── PROVIDED INFORMATION ──

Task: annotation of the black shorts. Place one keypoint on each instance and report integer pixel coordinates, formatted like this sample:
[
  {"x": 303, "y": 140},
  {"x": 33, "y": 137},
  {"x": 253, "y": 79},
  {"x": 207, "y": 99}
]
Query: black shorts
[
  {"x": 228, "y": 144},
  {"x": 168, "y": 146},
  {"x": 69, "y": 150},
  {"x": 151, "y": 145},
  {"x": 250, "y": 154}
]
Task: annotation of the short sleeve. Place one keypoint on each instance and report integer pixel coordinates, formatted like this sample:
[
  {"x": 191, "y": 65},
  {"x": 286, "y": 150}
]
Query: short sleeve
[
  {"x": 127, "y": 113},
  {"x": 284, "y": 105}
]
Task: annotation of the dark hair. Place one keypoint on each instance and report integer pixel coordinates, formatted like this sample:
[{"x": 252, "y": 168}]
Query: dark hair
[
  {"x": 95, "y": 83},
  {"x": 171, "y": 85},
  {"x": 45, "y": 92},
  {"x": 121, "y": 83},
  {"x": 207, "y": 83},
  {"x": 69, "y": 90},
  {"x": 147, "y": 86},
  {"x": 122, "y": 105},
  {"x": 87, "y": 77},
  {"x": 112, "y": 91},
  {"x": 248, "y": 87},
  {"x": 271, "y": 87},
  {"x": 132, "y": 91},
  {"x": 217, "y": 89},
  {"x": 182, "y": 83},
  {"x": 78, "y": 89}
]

───

Everything in the data above should be output exactly as it stands.

Task: annotation of the black shorts. Place one keypoint on each instance and report integer pixel coordinates, formatted like this sample:
[
  {"x": 303, "y": 140},
  {"x": 33, "y": 137},
  {"x": 253, "y": 79},
  {"x": 207, "y": 99}
]
Query: black shorts
[
  {"x": 228, "y": 144},
  {"x": 168, "y": 146},
  {"x": 69, "y": 150},
  {"x": 151, "y": 145},
  {"x": 250, "y": 154}
]
Task: annotation of the short sleeve. Place one keypoint on each instance and report integer pixel coordinates, formatted like this sample:
[
  {"x": 191, "y": 65},
  {"x": 286, "y": 150}
]
Query: short sleeve
[
  {"x": 127, "y": 113},
  {"x": 284, "y": 105}
]
Task: annotation of the dark hair. Place one keypoint on each instance and report integer pixel coordinates, formatted like this sample:
[{"x": 252, "y": 168}]
Query: dark hair
[
  {"x": 95, "y": 83},
  {"x": 171, "y": 85},
  {"x": 45, "y": 92},
  {"x": 121, "y": 83},
  {"x": 207, "y": 83},
  {"x": 69, "y": 90},
  {"x": 147, "y": 86},
  {"x": 122, "y": 105},
  {"x": 87, "y": 77},
  {"x": 112, "y": 91},
  {"x": 248, "y": 87},
  {"x": 271, "y": 87},
  {"x": 132, "y": 91},
  {"x": 217, "y": 89},
  {"x": 182, "y": 83},
  {"x": 78, "y": 89}
]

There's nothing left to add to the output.